WHAT NEEDS TO BE DONE
Collect every line below that contains the word "roasted".

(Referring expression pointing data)
= = = = = = =

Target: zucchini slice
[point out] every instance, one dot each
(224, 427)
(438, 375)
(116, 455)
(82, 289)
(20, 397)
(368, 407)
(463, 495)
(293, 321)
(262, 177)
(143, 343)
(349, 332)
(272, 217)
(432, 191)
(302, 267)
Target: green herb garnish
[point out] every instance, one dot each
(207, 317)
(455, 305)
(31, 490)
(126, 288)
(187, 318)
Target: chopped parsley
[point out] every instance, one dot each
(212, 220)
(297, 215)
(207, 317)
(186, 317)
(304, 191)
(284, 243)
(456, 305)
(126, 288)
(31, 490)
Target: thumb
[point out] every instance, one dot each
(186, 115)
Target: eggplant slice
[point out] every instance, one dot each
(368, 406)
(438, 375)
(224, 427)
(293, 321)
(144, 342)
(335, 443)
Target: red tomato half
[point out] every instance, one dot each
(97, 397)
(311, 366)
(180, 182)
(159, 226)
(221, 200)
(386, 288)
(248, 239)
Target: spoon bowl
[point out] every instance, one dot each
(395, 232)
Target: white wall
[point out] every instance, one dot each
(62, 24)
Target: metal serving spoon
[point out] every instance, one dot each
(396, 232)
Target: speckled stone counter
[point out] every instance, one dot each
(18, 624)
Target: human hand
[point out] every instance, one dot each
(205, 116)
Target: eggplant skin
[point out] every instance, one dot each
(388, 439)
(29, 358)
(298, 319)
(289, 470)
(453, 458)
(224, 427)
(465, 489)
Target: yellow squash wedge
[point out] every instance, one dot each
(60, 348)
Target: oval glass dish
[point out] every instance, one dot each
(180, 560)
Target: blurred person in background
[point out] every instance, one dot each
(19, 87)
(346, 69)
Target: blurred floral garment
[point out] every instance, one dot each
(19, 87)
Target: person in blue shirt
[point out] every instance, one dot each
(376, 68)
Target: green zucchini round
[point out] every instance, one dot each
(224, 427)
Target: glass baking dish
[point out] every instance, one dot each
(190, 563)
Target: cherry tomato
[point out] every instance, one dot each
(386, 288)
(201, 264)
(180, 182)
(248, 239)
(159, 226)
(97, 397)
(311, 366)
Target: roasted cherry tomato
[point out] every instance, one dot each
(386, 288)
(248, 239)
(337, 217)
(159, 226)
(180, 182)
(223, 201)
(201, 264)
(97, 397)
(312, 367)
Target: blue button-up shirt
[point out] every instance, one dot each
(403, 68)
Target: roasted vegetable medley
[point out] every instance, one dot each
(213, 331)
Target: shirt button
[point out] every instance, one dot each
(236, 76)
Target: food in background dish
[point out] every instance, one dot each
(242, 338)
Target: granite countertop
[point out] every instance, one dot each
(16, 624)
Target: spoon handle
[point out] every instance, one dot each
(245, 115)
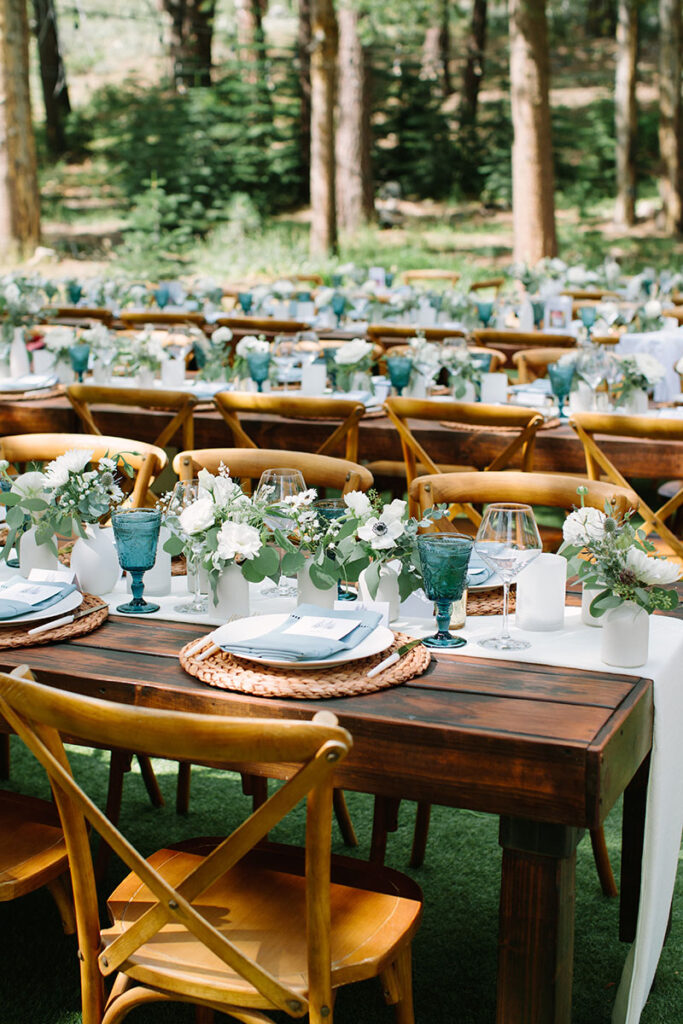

= = = = = = =

WORKED SOLUTION
Target: roasted cherry tomato
Target: roasted vegetable medley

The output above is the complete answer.